▶ **Exercise requirements**
Retype each entry exactly as written, and keep the pictures out of the copy.

▶ **Excerpts from a dataset**
________________________

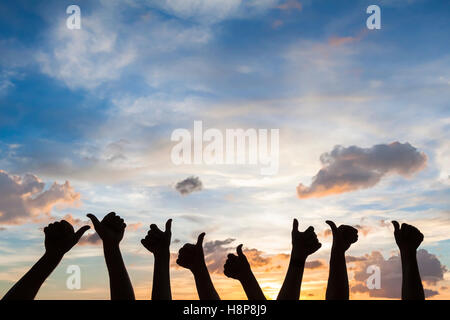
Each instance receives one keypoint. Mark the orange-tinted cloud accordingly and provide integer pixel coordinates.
(290, 5)
(352, 168)
(23, 199)
(431, 271)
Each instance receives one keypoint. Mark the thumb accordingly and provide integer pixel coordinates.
(332, 226)
(396, 226)
(169, 226)
(295, 225)
(239, 251)
(94, 220)
(80, 232)
(200, 239)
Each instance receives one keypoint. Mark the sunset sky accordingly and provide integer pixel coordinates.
(86, 118)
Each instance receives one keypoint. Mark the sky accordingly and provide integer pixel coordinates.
(86, 118)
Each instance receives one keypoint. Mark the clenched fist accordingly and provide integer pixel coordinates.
(237, 266)
(191, 256)
(303, 243)
(110, 229)
(60, 237)
(157, 241)
(343, 237)
(408, 237)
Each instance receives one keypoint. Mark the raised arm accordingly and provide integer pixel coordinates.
(59, 239)
(158, 243)
(343, 237)
(408, 239)
(237, 267)
(303, 244)
(191, 257)
(111, 230)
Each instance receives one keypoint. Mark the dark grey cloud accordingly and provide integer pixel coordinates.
(189, 185)
(431, 271)
(314, 264)
(353, 168)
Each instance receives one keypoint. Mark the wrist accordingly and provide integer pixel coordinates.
(165, 254)
(53, 256)
(200, 270)
(246, 276)
(298, 259)
(408, 254)
(110, 246)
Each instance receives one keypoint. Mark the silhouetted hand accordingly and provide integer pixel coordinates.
(408, 237)
(60, 237)
(110, 229)
(237, 266)
(343, 237)
(303, 243)
(157, 241)
(191, 256)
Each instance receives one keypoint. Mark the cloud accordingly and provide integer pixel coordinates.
(189, 185)
(216, 253)
(431, 271)
(338, 41)
(315, 264)
(353, 168)
(90, 239)
(24, 199)
(213, 11)
(86, 58)
(290, 5)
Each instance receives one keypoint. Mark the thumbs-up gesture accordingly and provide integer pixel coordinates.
(157, 241)
(60, 237)
(408, 237)
(343, 237)
(191, 256)
(237, 266)
(110, 229)
(303, 243)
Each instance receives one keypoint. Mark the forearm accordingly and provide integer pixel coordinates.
(412, 288)
(161, 278)
(293, 280)
(337, 288)
(28, 286)
(119, 281)
(251, 287)
(205, 287)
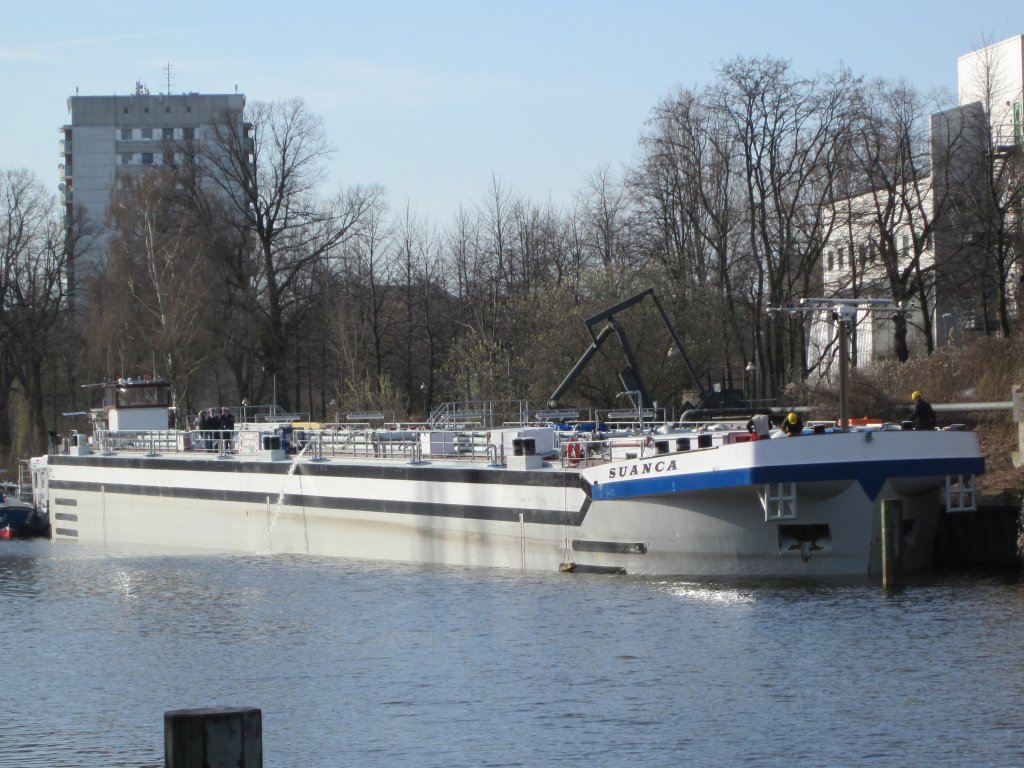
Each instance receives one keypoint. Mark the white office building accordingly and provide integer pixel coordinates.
(108, 136)
(991, 95)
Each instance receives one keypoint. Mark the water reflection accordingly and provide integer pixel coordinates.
(444, 667)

________________________

▶ **Written solution**
Each instance receives one keypoint. Mark the orange-tinted cloud accordingly and provide integer pixel coordinates.
(290, 5)
(352, 168)
(23, 199)
(431, 271)
Each instance receives one keypoint. Mark the thumb accordingly and provide integer pixel coordinates.
(332, 226)
(396, 226)
(169, 226)
(295, 225)
(239, 251)
(94, 220)
(80, 232)
(200, 239)
Each instance receives one keypoint. Mark the sunset sky accordingly and provide integer pixel coordinates.
(86, 118)
Each instance receives one keypoint. Mark the sky accordingly and provide integer pixel coordinates.
(86, 118)
Each instance receives one keypoint. Mark the clenched fist accordingly and provide integer pixel coordinates.
(237, 266)
(191, 256)
(303, 243)
(110, 229)
(60, 237)
(157, 241)
(343, 237)
(408, 237)
Each instance receives one keypoint. Mark the raised arm accordingly and provide integer pixel coordinates.
(59, 239)
(158, 243)
(343, 237)
(408, 239)
(237, 267)
(303, 244)
(191, 257)
(111, 230)
Each instance receives one keypoint. Mark the dark grey cloud accordingly and provide integer pixel coordinates.
(189, 185)
(431, 271)
(314, 264)
(353, 168)
Each instance receives one keypoint. Mark the wrist accordingly and provide integer pixel coordinates.
(165, 254)
(53, 256)
(200, 270)
(246, 276)
(298, 259)
(408, 254)
(110, 246)
Each instance receives one keypoint. Mark the silhouetted hand accordingly and provide integer pixel coordinates.
(408, 237)
(60, 237)
(110, 229)
(237, 266)
(343, 237)
(303, 243)
(157, 241)
(191, 256)
Each instance receives one keypoint. Mark the cloud accordingly and provide integer pixel coordinates.
(189, 185)
(216, 253)
(431, 271)
(338, 41)
(315, 264)
(353, 168)
(90, 239)
(24, 199)
(213, 11)
(86, 58)
(290, 5)
Each instance receives one keypoint. Mark the thumbs-up gesture accordingly and provide integer pixel coordinates.
(157, 241)
(60, 237)
(408, 237)
(343, 237)
(191, 256)
(237, 266)
(110, 229)
(303, 243)
Each instance receives one keypoint. Mark the forearm accordingly and provide integer pixel coordinates.
(412, 288)
(161, 278)
(293, 280)
(337, 288)
(28, 286)
(119, 281)
(251, 287)
(205, 287)
Each instance receives one keypoint. Mark the white office building accordingly and provide integer pixel coordinates.
(108, 136)
(991, 95)
Each instance receives one keypoint. Mark the water reflection accordingly and provide integer pixel coordinates.
(444, 667)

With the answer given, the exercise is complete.